THE DATA>
┏━━
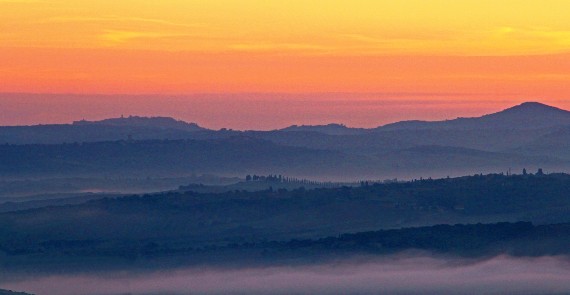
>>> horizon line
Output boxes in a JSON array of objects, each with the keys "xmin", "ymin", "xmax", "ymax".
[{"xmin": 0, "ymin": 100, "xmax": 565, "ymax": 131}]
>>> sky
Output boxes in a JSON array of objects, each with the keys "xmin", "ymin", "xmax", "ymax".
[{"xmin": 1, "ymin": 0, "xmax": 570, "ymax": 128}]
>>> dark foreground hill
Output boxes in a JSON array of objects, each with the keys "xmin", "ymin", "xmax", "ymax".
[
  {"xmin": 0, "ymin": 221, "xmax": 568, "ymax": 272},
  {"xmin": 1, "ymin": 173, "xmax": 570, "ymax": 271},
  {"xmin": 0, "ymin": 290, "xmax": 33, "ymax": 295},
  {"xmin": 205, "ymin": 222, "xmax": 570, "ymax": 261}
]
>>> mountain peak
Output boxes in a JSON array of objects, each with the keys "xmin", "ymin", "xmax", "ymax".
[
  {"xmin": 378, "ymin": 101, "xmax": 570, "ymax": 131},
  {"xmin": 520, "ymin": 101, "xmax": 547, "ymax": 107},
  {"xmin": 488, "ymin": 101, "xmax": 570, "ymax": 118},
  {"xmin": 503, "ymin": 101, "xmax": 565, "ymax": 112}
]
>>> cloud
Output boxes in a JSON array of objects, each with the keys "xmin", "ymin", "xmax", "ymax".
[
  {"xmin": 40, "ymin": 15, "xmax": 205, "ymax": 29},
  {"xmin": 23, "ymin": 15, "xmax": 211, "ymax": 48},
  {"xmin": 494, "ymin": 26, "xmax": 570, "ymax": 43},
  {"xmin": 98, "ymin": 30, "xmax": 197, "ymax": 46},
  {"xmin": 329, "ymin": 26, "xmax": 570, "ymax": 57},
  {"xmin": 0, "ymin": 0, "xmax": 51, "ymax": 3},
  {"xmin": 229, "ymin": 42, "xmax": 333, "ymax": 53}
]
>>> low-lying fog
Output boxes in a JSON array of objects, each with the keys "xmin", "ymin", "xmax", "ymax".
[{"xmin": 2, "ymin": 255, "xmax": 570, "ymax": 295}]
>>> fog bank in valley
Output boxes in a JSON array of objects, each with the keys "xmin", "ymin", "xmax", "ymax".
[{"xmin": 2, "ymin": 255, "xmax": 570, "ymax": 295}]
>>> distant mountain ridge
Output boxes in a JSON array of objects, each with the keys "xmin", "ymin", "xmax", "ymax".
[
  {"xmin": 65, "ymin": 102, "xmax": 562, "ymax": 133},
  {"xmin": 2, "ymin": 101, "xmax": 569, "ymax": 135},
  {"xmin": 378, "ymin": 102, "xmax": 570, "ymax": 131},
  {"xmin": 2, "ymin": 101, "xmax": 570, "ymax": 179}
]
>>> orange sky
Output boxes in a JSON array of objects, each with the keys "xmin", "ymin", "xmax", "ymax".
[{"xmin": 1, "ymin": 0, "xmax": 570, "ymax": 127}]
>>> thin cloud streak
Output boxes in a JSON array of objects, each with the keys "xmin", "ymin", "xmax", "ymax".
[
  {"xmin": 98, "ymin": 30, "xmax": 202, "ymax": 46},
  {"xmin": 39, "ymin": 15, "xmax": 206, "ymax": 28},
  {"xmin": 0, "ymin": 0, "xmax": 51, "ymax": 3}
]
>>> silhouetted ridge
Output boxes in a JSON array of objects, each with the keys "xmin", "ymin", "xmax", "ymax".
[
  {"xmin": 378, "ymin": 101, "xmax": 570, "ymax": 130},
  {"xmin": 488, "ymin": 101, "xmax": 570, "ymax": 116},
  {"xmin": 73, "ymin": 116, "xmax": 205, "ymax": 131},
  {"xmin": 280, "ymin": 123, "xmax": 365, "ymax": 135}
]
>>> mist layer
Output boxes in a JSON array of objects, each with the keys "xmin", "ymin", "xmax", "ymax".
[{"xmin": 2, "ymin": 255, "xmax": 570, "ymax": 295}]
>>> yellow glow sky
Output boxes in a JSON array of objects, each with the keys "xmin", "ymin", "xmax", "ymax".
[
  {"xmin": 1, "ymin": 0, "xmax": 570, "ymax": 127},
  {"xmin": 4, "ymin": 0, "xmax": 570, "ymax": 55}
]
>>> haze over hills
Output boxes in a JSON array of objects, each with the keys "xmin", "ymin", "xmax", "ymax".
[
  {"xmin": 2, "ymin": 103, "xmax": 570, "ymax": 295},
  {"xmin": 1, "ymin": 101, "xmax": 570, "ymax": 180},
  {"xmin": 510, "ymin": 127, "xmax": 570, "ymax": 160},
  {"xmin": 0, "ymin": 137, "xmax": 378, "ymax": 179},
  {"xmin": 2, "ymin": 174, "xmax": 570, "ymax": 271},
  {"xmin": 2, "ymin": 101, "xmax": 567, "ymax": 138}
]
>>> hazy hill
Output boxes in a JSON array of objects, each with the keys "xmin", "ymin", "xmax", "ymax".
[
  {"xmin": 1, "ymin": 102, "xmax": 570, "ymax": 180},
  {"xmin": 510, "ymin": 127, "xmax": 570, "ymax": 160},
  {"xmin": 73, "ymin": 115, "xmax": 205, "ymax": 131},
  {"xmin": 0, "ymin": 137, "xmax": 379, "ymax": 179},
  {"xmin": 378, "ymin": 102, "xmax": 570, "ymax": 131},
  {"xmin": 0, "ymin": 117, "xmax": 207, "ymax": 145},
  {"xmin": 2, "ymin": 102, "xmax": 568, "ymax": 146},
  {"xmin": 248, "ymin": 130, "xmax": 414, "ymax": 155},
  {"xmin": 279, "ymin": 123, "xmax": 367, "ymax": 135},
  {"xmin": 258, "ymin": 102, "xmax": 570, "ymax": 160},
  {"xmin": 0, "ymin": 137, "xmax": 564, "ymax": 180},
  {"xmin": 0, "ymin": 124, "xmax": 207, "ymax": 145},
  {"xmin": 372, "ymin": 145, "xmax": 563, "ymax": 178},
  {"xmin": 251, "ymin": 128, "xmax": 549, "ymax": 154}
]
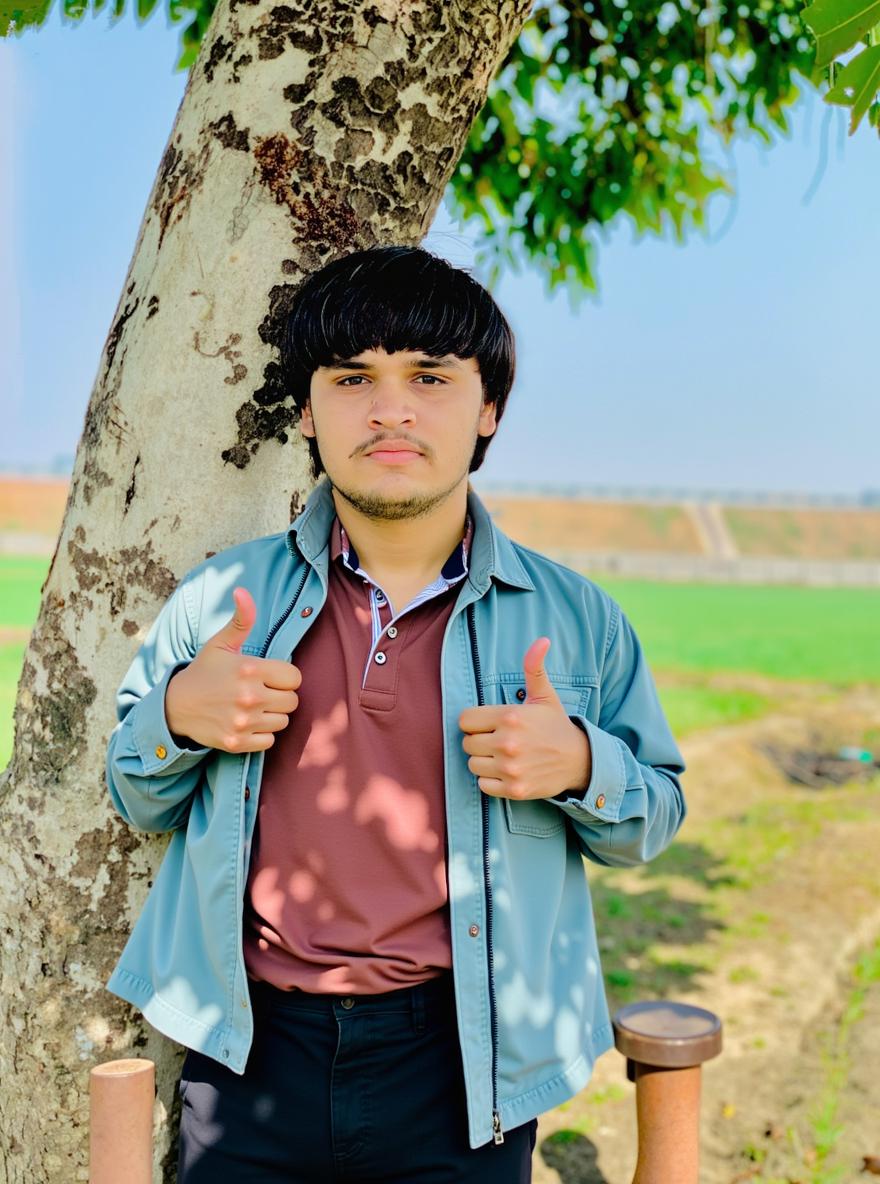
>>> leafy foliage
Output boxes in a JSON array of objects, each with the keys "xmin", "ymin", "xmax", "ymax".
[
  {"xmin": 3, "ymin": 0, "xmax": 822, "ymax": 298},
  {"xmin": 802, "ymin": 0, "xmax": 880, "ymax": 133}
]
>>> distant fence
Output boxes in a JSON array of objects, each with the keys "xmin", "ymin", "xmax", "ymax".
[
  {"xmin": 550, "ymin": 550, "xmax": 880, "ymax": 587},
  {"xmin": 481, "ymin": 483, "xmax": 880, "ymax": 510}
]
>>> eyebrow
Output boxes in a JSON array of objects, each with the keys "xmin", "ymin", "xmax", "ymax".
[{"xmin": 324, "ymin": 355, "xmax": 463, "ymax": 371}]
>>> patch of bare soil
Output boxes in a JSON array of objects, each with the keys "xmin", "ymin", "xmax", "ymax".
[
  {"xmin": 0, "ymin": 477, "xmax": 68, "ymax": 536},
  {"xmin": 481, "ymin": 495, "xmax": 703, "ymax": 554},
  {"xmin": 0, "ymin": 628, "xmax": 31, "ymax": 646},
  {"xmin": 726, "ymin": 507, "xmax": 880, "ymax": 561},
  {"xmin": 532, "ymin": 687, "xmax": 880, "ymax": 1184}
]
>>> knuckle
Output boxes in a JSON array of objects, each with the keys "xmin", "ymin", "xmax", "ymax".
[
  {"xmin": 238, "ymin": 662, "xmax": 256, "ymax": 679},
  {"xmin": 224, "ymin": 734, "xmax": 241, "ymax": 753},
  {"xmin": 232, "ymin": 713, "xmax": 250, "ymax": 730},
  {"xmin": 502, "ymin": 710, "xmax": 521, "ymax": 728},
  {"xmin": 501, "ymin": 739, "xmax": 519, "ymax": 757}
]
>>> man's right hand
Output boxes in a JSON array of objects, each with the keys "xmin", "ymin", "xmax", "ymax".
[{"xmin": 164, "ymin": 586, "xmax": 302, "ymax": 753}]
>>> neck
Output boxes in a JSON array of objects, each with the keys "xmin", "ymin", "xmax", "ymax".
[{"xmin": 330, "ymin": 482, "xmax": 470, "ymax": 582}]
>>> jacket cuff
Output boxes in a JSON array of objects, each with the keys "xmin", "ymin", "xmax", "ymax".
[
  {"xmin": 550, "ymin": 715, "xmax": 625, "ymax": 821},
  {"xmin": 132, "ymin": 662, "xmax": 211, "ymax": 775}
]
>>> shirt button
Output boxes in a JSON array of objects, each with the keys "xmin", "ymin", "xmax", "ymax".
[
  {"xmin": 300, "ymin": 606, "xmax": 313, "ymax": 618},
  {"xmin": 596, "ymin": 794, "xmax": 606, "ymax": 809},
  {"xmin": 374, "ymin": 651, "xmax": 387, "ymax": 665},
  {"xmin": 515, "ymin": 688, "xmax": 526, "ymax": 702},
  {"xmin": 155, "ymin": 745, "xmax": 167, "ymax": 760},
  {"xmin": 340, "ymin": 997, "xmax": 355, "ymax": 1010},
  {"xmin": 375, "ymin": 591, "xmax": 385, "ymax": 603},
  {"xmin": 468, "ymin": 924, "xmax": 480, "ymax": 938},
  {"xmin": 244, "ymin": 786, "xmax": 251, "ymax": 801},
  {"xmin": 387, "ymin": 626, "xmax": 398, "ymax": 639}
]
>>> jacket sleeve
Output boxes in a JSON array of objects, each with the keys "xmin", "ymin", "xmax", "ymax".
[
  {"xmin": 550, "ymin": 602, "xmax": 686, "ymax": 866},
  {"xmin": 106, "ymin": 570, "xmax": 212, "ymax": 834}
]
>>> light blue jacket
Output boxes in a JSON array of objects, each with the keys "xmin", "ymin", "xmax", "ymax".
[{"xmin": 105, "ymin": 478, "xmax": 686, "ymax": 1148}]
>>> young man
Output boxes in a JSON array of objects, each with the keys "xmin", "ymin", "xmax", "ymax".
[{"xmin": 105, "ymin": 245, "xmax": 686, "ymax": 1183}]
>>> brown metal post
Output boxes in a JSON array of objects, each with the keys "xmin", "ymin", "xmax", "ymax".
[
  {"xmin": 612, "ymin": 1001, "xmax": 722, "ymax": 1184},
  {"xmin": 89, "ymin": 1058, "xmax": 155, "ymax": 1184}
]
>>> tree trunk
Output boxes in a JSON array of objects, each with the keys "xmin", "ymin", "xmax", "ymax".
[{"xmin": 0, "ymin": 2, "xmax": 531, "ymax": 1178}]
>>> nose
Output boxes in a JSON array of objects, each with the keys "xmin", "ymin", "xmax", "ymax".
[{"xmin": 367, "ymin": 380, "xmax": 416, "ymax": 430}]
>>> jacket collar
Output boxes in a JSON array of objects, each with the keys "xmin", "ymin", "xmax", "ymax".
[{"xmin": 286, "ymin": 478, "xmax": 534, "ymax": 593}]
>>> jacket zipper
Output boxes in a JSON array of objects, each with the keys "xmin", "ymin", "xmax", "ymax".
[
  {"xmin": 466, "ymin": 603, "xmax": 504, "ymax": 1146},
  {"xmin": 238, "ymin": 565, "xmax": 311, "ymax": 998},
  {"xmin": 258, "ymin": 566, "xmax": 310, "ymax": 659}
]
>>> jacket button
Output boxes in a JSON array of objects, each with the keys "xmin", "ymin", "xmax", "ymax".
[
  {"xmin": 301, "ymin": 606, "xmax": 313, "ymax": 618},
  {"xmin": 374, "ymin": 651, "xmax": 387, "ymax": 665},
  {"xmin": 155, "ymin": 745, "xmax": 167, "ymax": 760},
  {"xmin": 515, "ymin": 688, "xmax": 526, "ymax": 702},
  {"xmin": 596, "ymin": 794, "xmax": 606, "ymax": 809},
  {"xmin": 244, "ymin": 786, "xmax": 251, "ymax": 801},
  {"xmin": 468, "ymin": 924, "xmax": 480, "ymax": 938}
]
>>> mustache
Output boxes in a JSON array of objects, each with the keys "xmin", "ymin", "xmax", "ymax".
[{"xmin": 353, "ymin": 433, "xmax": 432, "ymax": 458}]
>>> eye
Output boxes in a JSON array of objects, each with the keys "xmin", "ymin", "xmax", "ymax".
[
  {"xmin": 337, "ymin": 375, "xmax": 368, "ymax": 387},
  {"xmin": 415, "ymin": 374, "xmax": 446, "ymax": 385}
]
┗━━
BRIEF> Using the records above, copy every line that has the word "mountain" in it.

RESULT OF THE TASK>
>>> mountain peak
>>> distant mountain ridge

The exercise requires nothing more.